- INSTRUCTIONS FOR THE TASK: List every line of the listing that contains the string "seat", matching case exactly.

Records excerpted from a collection
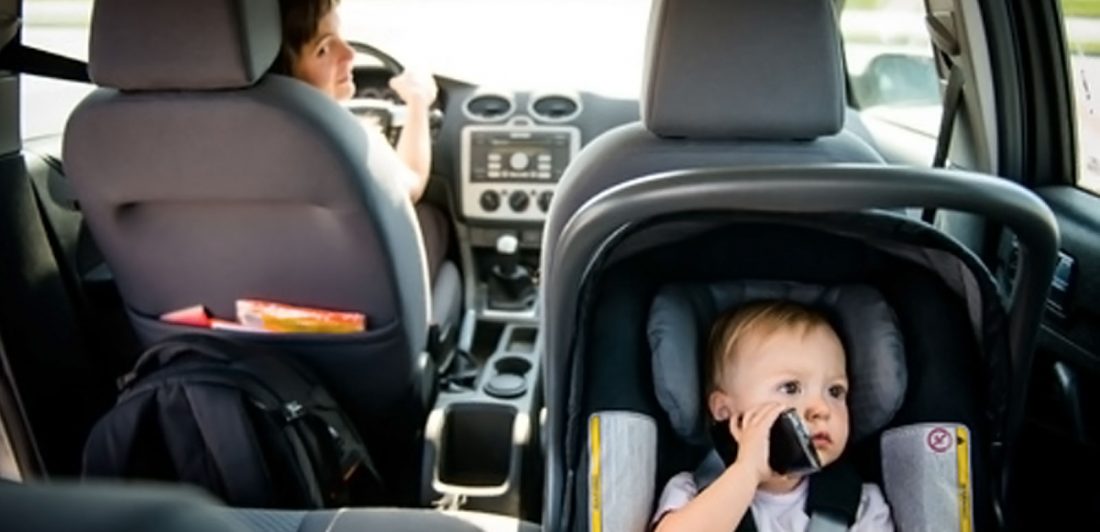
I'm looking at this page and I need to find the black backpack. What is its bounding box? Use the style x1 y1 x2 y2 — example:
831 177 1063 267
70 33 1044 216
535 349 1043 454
84 334 383 509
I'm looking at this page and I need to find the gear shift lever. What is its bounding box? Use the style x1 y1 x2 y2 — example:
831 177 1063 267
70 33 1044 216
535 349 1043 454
488 234 535 310
494 234 519 278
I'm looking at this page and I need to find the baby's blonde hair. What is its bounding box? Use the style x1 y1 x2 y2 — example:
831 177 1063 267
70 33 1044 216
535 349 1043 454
706 300 832 394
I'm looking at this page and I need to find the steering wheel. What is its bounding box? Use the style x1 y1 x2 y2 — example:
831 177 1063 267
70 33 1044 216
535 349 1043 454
348 41 405 76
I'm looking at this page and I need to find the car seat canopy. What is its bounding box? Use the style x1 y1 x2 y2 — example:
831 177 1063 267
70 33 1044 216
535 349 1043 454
647 280 906 445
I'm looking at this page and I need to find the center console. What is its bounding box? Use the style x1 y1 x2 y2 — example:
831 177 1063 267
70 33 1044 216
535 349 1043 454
461 119 581 222
420 111 581 518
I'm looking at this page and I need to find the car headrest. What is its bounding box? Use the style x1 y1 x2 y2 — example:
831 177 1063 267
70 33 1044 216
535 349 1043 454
641 0 846 140
88 0 282 90
647 281 906 445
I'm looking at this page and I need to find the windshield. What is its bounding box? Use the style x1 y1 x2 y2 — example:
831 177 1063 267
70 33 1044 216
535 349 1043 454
23 0 938 137
340 0 650 98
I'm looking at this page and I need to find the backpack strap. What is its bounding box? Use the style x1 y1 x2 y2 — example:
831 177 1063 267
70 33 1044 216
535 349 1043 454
806 462 864 532
157 385 273 508
116 333 240 391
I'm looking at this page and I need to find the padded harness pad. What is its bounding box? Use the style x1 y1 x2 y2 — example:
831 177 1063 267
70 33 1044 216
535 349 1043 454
647 281 906 445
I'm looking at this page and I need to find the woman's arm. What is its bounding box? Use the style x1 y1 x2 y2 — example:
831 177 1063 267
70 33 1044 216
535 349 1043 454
389 70 439 203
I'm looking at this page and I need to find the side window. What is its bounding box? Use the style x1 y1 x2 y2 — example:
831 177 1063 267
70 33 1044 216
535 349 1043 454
1060 0 1100 193
840 0 942 137
20 0 94 138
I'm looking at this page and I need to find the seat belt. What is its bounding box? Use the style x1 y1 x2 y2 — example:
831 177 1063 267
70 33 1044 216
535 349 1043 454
0 12 91 82
692 451 864 532
921 14 966 224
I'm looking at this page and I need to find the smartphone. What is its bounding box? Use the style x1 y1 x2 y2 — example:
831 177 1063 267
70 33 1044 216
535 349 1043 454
711 408 822 475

- EXPECTED OUTPUT:
I'm looking at this page and I need to find the car seat canopy. What is its bounding box? Use the style x1 y1 x2 y2 — example:
I'm looking at this page and I need to find the seat belt. What is its bounding box? Use the style x1 y1 x2 y2 — example:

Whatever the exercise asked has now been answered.